## TEXT

######

I'll preface this by saying that I have no experience using virtualization
in a production environment, yet, although I use it a lot for testing and
other non-production uses.

> At the very least there's licensing issues - there may also 
> be "hardware" issues - remember that you must find drivers/
> packages for the emulated hardware, not the physical hardware.

I've yet to encounter this as a problem. Typically, the virtualization layer
takes care of this for you - providing drivers for the virtual hardware for
the OS to use. In a production server environment, what hardware would you
need that isn't already supported? In addition, because the same virtual
"hardware" would be used no matter what the underlying hardware actually
was, this should simplify things a bit.

> The folks from CFX Hosting have already indicated that they 
> had to do some "massaging" - for example determining a way 
> to let the end use "reboot" the system.

I don't really understand what this would entail. From within VMware, this
doesn't require any "massaging" at all. You just connect like you would to
any server, and shutdown however your OS allows. But in any case, this is
the kind of problem that you'd only have to solve once, and once solved, it
wouldn't be an issue for future deployments, I imagine.

> But do those automation support VMs yet?  (I don't know.)

Yes. The whole point of the VM is that, in all respects that matter, it's
indistinguishable from a "real" machine. You can use SMS, scripts, and
third-party tools with Windows VMs, and you can use things like apt-get with
Linux VMs.

######

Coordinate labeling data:
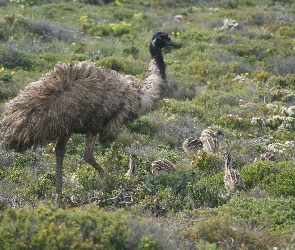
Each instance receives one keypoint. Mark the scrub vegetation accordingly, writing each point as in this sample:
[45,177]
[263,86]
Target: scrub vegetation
[234,71]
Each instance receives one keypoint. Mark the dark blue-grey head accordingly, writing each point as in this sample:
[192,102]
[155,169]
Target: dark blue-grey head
[161,39]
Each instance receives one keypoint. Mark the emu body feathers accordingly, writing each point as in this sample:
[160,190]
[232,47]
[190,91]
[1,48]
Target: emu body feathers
[72,98]
[82,98]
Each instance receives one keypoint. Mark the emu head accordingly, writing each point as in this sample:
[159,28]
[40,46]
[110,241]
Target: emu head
[161,39]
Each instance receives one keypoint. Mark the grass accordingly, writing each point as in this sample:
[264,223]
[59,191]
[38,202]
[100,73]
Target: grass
[238,80]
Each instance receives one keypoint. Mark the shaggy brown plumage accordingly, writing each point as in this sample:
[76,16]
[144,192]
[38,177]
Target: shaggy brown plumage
[82,98]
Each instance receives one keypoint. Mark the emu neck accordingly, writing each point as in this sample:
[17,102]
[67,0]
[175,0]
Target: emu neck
[156,54]
[154,83]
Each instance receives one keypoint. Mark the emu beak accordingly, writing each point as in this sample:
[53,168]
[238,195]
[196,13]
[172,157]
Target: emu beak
[170,43]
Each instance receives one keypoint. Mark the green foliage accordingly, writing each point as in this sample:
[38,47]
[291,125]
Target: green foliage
[276,179]
[240,79]
[272,213]
[49,227]
[141,125]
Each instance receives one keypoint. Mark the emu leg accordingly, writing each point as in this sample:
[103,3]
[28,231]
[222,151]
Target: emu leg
[60,150]
[88,153]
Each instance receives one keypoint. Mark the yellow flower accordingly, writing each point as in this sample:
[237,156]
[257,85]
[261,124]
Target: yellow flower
[137,15]
[126,24]
[83,18]
[118,2]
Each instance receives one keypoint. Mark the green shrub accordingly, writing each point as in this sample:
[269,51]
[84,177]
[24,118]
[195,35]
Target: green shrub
[49,227]
[140,125]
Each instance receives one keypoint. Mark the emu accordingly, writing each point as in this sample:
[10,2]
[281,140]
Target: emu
[233,181]
[161,165]
[82,98]
[211,140]
[192,144]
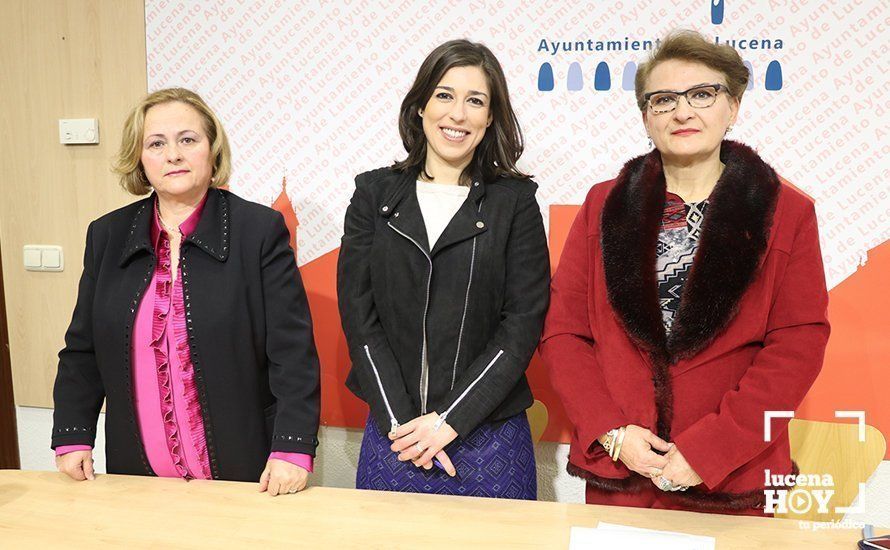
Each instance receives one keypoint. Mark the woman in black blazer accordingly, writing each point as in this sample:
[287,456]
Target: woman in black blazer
[442,283]
[191,321]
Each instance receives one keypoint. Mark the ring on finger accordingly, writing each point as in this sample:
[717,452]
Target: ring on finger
[664,484]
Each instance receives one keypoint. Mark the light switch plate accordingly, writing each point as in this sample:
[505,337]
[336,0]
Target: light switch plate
[43,257]
[77,131]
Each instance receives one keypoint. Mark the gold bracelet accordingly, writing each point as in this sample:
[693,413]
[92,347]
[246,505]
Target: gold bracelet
[616,447]
[609,440]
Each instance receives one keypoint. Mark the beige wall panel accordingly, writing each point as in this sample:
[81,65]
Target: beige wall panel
[59,59]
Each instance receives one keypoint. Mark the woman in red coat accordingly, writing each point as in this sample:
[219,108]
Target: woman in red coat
[690,298]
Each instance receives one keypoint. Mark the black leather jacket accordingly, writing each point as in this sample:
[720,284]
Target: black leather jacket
[474,304]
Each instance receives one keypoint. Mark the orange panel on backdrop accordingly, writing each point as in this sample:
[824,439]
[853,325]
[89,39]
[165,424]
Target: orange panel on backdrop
[853,375]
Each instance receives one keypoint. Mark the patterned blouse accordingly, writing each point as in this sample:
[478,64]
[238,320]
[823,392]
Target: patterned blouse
[681,226]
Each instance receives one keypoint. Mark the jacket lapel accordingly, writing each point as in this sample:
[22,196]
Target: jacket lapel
[403,212]
[630,222]
[138,239]
[212,233]
[733,241]
[467,222]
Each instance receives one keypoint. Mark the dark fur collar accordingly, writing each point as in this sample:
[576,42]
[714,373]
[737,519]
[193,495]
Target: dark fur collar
[733,241]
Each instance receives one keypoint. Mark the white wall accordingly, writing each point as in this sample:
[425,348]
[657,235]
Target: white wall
[338,456]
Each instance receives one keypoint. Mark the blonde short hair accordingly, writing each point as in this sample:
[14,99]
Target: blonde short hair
[128,163]
[687,45]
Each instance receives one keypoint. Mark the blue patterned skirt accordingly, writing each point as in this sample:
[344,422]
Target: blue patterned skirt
[495,460]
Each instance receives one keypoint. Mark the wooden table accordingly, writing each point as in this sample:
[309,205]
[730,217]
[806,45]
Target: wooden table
[45,509]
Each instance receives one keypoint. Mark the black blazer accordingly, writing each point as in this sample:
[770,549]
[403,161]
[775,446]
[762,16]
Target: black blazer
[250,334]
[479,296]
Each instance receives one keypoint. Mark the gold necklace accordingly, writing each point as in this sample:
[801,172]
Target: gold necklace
[166,226]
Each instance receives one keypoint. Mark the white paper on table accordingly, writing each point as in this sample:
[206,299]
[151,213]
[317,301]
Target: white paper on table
[622,537]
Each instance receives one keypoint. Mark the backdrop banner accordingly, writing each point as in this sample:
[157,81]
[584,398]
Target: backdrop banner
[310,92]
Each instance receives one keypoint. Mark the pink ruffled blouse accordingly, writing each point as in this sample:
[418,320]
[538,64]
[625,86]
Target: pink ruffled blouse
[167,408]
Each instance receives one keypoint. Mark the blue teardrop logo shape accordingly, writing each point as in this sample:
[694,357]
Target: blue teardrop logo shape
[545,78]
[627,78]
[717,7]
[602,80]
[774,76]
[576,77]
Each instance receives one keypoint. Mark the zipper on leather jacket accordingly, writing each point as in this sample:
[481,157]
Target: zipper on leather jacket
[463,316]
[393,423]
[463,394]
[424,364]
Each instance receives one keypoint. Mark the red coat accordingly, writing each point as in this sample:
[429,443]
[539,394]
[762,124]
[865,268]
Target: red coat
[749,336]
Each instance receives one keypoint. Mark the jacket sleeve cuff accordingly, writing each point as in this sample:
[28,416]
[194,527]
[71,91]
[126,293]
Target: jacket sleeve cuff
[73,436]
[703,454]
[297,459]
[294,443]
[65,449]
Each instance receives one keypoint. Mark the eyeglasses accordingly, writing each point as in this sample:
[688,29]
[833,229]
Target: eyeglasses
[699,97]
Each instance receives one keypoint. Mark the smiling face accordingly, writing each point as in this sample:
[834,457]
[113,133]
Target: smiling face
[176,151]
[456,116]
[687,134]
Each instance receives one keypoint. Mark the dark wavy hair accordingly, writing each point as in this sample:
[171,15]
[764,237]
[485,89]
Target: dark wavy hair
[502,145]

######

## WHAT THE TASK ASKS
Carry on the virtualization discussion text from its final sentence onward.

## RESULT
> Even with that supporting 100 machines is ALWAYS harder 
> than 10 if only for the fact that no matter how much you 
> try to standardize something is always going to come up 
> - and with 100 machines it's that much more likely.
> 
> (Our facilities team support 40-100 dedicated servers - 
> all "standardized". More machines means more work even if 
> you take advantage of short cuts and tool sets.)

My Unix admin friends would disagree, although I suspect that the truth lies
somewhere between - keep in mind, too, that these "machines" would be
simple, compared to machines used to host a bunch of virtual servers.

> Also I'm unclear as to the mechanics here... if a VPS breaks 
> down nad has to be rebuilt how does that affect other VPSs 
> running on the same physical machine?

It shouldn't affect them at all. It should be as simple, in most cases, as
copying a file, then restarting the virtual OS. I imagine in practice it
might be a bit more complex.

> I also agree that using cheaper versions of software is 
> a HUGE plus - but this does seem to be a benefit only 
> for CF. Needing to license separate OSes and tools may 
> very well override that "savings" (at least on windows).

In general, I agree, and think that we'll see more use of virtualization
with Linux - that's where it's been most successful so far, anyway. But with
the introduction of the Web Edition of Windows Server 2003, which is a
little over $300, the OS cost is less of a factor even with Windows.

> I'm really not arguing the point with you - I think that 
> VPS are great and will revolutionize the hosting industry.  
> But I also think there are cost and other benefits to 
> application isolation that may be attractive to some users.

I think so, too, but I think that, in the long run, those users won't be in
the shared hosting environment but rather in the enterprise, where failover
and redundancy are big issues.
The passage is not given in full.